提供テキスト:
————————

「血涙(上)」 北方謙三著
「楊家将」という中国屈指の戦記物を北方謙三がアレンジした前作「楊家将」の後日談というか、正式続編。今回も上下二巻組です。
前作もそうですが、戦記物ですから当然のごとく戦争と軍事、武将達のマッチョな戦いのお話なんですが、「誇り」「プライド」「意地」「最強への強き想い」がものすごいウェイトで全ページ展開されるので、そういうのが苦手な人は絶対に厳しい仕上がりです。でも、こういうのが好きな人にとってはたまらないお話です。
特にこのシリーズの主人公達の「楊家」の人々は政治体制がどうとか国の行方というものよりも武人としての自分たちがどうなのか、最強なのか、どれだけ極められるかが大事なので、戦記物ながら野望や権謀術作にまみれない主人公たちが読めるのもよいのではないでしょうか。
戦国無双とかなみの、まさに超雲や関羽なみの一騎当千の武将達が兄弟でいて、しかもそれらが全員熱い。こういう作品も珍しいと思います。さて、本筋紹介に戻って、この「血涙」では前作のラスト(結果的に前作のネタバレになってしまいますが)からあと、つまりは楊家軍が宋の重鎮の裏切りで全滅して一族がちりぢりになってしまった後の、復活と戦いの物語です。

————————

あなたの課題:
[a] 「血涙」の書評によれば、前作のラストで楊家軍はどうなったか。
[b] 「血涙」の書評を、最後の文の後から書き継げ。

記録データ:
————————

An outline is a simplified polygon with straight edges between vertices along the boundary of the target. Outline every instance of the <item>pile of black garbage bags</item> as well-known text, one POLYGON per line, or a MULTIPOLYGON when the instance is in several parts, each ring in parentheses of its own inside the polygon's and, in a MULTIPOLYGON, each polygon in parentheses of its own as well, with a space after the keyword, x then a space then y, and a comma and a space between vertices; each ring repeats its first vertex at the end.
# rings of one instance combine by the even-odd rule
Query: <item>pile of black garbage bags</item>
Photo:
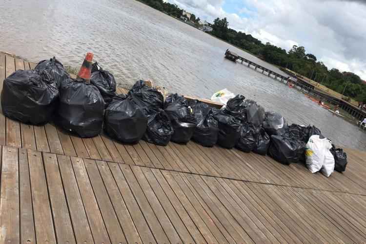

————————

課題の解答:
[a] 宋の重鎮の裏切りで全滅し、一族がちりぢりになった。

[b]
あいかわらずも延々と続く、宋と遼の戦い。
その戦いの中で、いつも一番厳しい局面で投入される楊家軍。
復活したあともそれは全く変わりません。しかも、最大の敵である遼の独立部隊の「耶律休哥軍」にいる客将的な「石幻果」という強敵は、どうやら記憶を失った楊兄弟の四男であるらしい。敵味方に別れて戦うことになった両者の苦悩と、その四男・四郎と遼の皇帝の叔母との悲恋。なかなかに読ませます。
面白くて上巻一気読みです。
なお、この物語はさらに既刊「水滸伝」や「楊令伝」へとも繋がるので、そちらをお読みの方は全時代のお話としても十分楽しめます(吹毛剣誕生のエピソードも載っています)。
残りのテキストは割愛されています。